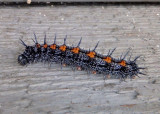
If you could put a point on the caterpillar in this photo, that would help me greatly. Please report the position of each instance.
(76, 57)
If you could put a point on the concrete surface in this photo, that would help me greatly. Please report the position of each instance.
(37, 88)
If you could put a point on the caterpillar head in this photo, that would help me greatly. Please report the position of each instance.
(22, 60)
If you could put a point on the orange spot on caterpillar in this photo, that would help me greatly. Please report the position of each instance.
(64, 65)
(75, 50)
(108, 59)
(45, 45)
(91, 54)
(108, 76)
(123, 63)
(38, 45)
(53, 46)
(79, 68)
(63, 48)
(134, 77)
(94, 72)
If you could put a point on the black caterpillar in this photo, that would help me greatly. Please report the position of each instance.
(88, 60)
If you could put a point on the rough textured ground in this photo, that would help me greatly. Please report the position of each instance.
(39, 89)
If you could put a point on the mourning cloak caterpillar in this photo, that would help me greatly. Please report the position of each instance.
(88, 60)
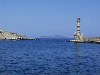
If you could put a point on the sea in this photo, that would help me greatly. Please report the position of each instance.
(49, 57)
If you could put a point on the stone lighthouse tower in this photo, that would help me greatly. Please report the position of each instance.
(78, 35)
(78, 25)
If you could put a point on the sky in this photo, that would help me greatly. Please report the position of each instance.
(35, 18)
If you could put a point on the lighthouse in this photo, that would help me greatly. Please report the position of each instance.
(78, 35)
(78, 25)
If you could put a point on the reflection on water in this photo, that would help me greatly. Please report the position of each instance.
(49, 57)
(86, 61)
(77, 58)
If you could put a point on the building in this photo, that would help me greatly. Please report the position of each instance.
(10, 35)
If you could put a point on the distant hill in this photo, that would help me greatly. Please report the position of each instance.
(56, 36)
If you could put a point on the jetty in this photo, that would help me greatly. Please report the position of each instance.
(5, 35)
(79, 38)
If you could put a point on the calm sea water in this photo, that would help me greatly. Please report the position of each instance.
(49, 57)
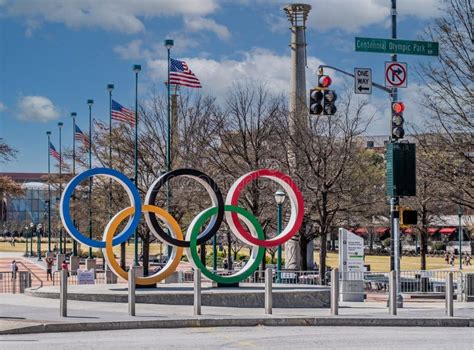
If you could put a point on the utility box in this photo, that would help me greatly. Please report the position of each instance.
(401, 169)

****

> _TASK BRIEF_:
The copy has to start at the line that contains "If you could put a point on the calm" and end at the last line of the material above, matching the original exactly and holding no pictures.

> _RESPONSE_:
If you could put a point on the calm sea water in this photo, that would help me greatly. Please report the position of each instance.
(49, 57)
If you could put a point on the utility box in this photo, that would help me greatly. Please report the position of each instance.
(401, 169)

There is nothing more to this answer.